WHAT NEEDS TO BE DONE » Filter the listing below, please, and copy only the lines with the word "deepest".

MATERIAL PROVIDED »
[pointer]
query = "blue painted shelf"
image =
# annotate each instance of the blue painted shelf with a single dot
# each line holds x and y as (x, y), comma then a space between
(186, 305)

* * *

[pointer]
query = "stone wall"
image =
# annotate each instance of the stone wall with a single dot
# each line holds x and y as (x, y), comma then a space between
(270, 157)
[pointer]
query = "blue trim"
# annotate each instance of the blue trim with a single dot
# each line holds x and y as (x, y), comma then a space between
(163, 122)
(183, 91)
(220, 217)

==

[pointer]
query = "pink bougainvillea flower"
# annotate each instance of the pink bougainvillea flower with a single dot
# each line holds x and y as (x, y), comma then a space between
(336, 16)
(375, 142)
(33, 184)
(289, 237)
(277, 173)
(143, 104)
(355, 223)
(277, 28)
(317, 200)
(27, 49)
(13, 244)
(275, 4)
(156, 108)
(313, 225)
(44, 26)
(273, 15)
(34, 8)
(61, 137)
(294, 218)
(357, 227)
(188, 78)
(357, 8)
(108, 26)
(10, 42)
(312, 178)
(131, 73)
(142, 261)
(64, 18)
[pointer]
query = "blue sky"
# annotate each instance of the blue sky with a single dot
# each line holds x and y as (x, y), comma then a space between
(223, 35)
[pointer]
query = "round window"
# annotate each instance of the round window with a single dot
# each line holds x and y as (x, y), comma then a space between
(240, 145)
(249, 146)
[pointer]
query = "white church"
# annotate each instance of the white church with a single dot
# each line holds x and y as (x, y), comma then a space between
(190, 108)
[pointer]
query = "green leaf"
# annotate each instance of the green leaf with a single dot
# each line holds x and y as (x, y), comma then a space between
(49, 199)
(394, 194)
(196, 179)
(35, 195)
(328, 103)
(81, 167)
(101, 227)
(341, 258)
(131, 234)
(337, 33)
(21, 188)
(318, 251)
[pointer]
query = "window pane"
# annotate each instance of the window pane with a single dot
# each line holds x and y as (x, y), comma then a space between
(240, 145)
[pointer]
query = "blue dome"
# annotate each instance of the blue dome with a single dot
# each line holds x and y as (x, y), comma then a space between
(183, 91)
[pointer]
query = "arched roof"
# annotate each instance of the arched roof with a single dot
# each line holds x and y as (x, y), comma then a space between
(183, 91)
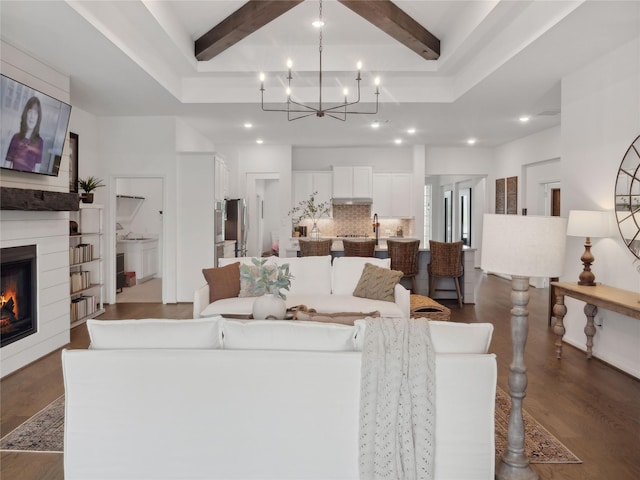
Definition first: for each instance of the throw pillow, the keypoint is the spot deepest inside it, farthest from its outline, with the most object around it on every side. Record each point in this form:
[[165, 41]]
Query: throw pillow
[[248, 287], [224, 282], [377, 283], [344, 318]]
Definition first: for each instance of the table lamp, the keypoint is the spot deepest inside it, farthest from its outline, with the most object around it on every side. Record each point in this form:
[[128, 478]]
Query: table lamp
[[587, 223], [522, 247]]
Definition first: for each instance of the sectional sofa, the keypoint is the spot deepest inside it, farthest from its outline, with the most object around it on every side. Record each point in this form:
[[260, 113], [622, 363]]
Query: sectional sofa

TASK ANSWER »
Definition first: for each instance of the throw pillow, the keypoint is the spot deepest inside it, farthest from its outline, with the most object around it on every side. Record each point in this form:
Definition first: for each instance of the table lamp, the keypoint is the spot deepest inside it, farthest from its outline, with the most object around it on every side. Record each point in this form:
Definition first: for each instance of the sectional sofa, the keypoint is the spot deepest inside it, farthest from its outline, with the most object around it on every side. Record each point in this form:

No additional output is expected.